-- START SOURCE DATA --
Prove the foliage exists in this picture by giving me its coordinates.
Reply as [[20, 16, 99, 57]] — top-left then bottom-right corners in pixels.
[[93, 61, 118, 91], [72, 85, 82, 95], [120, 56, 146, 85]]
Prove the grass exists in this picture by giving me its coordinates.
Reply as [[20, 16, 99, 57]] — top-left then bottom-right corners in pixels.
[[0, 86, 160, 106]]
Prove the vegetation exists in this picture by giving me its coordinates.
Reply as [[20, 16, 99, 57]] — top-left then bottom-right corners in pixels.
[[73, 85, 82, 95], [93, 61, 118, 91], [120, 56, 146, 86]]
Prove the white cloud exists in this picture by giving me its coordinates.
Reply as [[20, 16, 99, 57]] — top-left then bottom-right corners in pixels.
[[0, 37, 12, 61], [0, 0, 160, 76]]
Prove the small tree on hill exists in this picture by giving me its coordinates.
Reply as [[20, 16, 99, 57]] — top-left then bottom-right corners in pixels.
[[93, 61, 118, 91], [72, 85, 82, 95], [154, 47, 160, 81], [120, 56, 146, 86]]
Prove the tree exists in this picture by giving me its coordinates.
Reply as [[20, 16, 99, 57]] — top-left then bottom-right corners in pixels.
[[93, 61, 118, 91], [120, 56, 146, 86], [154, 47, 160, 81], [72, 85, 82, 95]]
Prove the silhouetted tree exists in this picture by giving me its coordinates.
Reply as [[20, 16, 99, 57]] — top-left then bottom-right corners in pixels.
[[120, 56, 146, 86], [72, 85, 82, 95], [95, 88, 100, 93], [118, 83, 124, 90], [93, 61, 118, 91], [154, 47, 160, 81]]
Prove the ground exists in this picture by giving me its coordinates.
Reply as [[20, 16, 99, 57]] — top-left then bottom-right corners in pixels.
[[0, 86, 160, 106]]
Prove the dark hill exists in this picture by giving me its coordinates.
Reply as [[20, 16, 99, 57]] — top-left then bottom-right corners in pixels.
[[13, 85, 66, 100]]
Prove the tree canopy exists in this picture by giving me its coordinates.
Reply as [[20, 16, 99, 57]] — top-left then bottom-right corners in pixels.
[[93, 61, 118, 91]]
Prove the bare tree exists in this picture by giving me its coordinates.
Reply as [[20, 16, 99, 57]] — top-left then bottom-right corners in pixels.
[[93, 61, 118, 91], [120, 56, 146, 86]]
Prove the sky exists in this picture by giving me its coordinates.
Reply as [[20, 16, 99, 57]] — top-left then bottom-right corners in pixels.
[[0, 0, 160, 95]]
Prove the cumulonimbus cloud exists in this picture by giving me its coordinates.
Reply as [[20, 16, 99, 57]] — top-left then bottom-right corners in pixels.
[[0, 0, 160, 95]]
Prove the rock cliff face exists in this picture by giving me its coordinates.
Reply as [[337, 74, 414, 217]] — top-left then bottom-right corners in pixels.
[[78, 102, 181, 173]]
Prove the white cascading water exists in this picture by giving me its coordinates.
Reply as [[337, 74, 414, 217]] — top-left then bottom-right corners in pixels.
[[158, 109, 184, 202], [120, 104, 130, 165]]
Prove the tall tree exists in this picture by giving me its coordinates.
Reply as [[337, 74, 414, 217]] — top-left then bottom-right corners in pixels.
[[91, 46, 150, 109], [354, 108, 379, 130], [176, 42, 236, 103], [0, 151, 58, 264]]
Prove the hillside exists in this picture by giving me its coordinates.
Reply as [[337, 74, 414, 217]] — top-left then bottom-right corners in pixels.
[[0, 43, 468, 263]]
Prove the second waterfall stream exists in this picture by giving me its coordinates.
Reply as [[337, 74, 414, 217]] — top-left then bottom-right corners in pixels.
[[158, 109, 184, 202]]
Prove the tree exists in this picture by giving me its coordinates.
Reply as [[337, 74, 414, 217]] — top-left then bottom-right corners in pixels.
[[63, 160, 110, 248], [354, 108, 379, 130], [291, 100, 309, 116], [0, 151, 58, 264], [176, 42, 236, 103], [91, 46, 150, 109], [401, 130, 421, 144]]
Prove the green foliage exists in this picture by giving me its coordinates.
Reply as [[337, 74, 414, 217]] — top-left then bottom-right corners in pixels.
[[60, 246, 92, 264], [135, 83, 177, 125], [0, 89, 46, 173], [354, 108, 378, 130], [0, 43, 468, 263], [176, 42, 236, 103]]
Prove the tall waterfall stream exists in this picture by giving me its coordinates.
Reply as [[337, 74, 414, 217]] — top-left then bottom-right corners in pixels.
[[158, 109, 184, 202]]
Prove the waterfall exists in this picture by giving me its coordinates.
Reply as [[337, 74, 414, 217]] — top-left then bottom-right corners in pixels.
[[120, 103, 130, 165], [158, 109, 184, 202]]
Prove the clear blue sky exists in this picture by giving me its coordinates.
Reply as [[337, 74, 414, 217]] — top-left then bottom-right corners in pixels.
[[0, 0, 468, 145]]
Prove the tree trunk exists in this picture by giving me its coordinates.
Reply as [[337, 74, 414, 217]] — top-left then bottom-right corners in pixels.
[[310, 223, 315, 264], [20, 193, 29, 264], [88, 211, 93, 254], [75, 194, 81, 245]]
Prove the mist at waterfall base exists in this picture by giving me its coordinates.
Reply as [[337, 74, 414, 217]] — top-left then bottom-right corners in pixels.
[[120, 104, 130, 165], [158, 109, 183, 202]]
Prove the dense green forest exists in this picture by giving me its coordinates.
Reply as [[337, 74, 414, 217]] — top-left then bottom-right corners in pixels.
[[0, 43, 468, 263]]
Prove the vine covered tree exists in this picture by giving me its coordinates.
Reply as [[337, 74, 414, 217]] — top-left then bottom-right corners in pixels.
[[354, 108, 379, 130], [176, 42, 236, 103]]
-- END SOURCE DATA --
**WORK REQUIRED:** Copy out every line of the material above word for word, from start to finish.

**FINISHED ANSWER:**
Prove the foliage exists in this picture by giving me its coordinates.
Reply as [[20, 16, 99, 57]] — top-left then bottom-right corners in pixels.
[[93, 61, 118, 91], [72, 85, 82, 95], [120, 56, 146, 85]]
Prove the grass exists in this picture by giving me its coordinates.
Reply as [[20, 16, 99, 57]] — top-left then bottom-right corners in pixels.
[[0, 86, 160, 106]]
Prove the vegetation exists in this picture by giving me its coordinates.
Reply as [[20, 16, 99, 57]] — top-left then bottom-right corners in pixels.
[[73, 85, 82, 95], [93, 61, 118, 91], [120, 56, 146, 86]]
Prove the white cloud exists in this picture by giving me its coordinates.
Reply as [[20, 16, 99, 57]] — top-left then bottom-right corners in pixels.
[[0, 37, 12, 61], [0, 0, 160, 76]]
Prove the small tree on hill exists in this picture by giving me its coordinates.
Reply as [[20, 16, 99, 57]] — top-left then bottom-right corners in pixels.
[[93, 61, 118, 91], [72, 85, 82, 95], [154, 47, 160, 81], [120, 56, 146, 86]]
Prove the tree exists in this picture by giving me its coordinates.
Reply as [[20, 16, 99, 57]] — top-left then bottom-right corners in pixels.
[[93, 61, 118, 91], [120, 56, 146, 86], [154, 47, 160, 81], [72, 85, 82, 95]]
Prove the silhouetted tree exists in this picture by giving me its coordinates.
Reply as [[20, 16, 99, 57]] — top-left then bottom-right corners in pixels.
[[120, 56, 146, 86], [72, 85, 82, 95], [95, 88, 100, 93], [118, 83, 124, 90], [93, 61, 118, 91], [154, 47, 160, 81]]
Prove the ground exists in this picture by giving me its coordinates.
Reply as [[20, 16, 99, 57]] — top-left then bottom-right corners in pixels.
[[0, 86, 160, 106]]
Prove the dark hill exists in this picture by giving me its coordinates.
Reply as [[20, 16, 99, 57]] — top-left then bottom-right corners in pixels.
[[13, 85, 66, 100]]
Prove the tree canopy exists in this picture by giving me its coordinates.
Reply as [[20, 16, 99, 57]] — top-left then bottom-right corners in pixels.
[[93, 61, 118, 91]]
Prove the bare tree exists in this picture by giving me its coordinates.
Reply as [[20, 16, 99, 57]] — top-left then bottom-right corners in pixels.
[[93, 61, 118, 91], [120, 56, 146, 86]]
Prove the sky exists in this picture by giving me its coordinates.
Reply as [[20, 16, 99, 57]] — top-left then bottom-right corners in pixels.
[[0, 0, 160, 95]]
Prove the cumulonimbus cloud exists in this picture by giving me its coordinates.
Reply as [[20, 16, 99, 57]] — top-left then bottom-right corners in pixels.
[[0, 0, 160, 95]]
Prove the rock cliff face exists in this picture by giving me its coordinates.
Reply as [[337, 74, 414, 217]] — top-left then bottom-right corners in pixels.
[[78, 102, 181, 173]]
Prove the white cascading water exists in this picture by giving me its coordinates.
Reply as [[337, 74, 414, 217]] — top-left then bottom-right corners in pixels.
[[158, 109, 184, 202], [120, 104, 130, 165]]
Prove the tall tree exists in this picture by giving me its coordinates.
Reply as [[337, 74, 414, 217]] — top-left then bottom-right corners in pixels.
[[91, 46, 150, 109], [354, 108, 379, 130], [176, 42, 236, 103], [0, 151, 58, 264]]
Prove the hillside exists in this picture by giving me its coordinates.
Reply as [[337, 74, 414, 217]] — top-left then bottom-right corners in pixels.
[[0, 43, 468, 263]]
Prove the second waterfall stream exists in this picture by giving me its coordinates.
Reply as [[337, 74, 414, 217]] — top-left then bottom-right corners in pixels.
[[158, 109, 184, 202]]
Prove the tree exists in this picture by giving me its coordinates.
Reply as [[337, 74, 414, 217]] — top-left then bottom-right corners in pixels.
[[63, 160, 110, 248], [354, 108, 379, 130], [291, 100, 309, 116], [0, 151, 58, 264], [176, 42, 236, 103], [91, 46, 150, 109], [401, 130, 421, 144]]
Prove the green foliage exists in this picture by giving me its coordinates.
Reply as [[337, 74, 414, 217]] — top-left then bottom-right corners in pixels.
[[60, 246, 92, 264], [135, 83, 177, 125], [0, 89, 46, 173], [354, 108, 378, 130], [0, 43, 468, 263], [176, 42, 236, 103]]
Prove the tall waterfall stream exists in this picture by giving me its coordinates.
Reply as [[337, 74, 414, 217]] — top-left then bottom-right corners in pixels.
[[158, 109, 184, 202]]
Prove the waterfall exists in this picture by giving me its coordinates.
Reply as [[337, 74, 414, 217]] — top-left then bottom-right corners in pixels.
[[120, 103, 130, 165], [158, 109, 184, 202]]
Prove the clear blue sky exists in this picture by giving me its coordinates.
Reply as [[337, 74, 414, 217]] — top-left then bottom-right corners in pixels.
[[0, 0, 468, 145]]
Prove the tree trunk exists in this picture by giving me its coordinates.
Reply as [[337, 74, 414, 217]] — top-left then bottom-right corners in pixels.
[[310, 223, 315, 264], [20, 193, 29, 264], [88, 211, 93, 254], [75, 194, 81, 245]]
Prove the mist at waterfall base exists in this picture by giving me its coordinates.
Reply as [[337, 74, 414, 217]] — top-left then bottom-right corners in pixels.
[[120, 104, 130, 165], [158, 109, 183, 202]]
Prove the dense green forest exists in this picture by giving me its coordinates.
Reply as [[337, 74, 414, 217]] — top-left then bottom-right corners in pixels.
[[0, 43, 468, 263]]
Prove the vine covered tree exists in this picture by giving me its coordinates.
Reply as [[337, 74, 414, 217]] — top-left then bottom-right corners in pixels.
[[354, 108, 379, 130], [176, 42, 236, 103]]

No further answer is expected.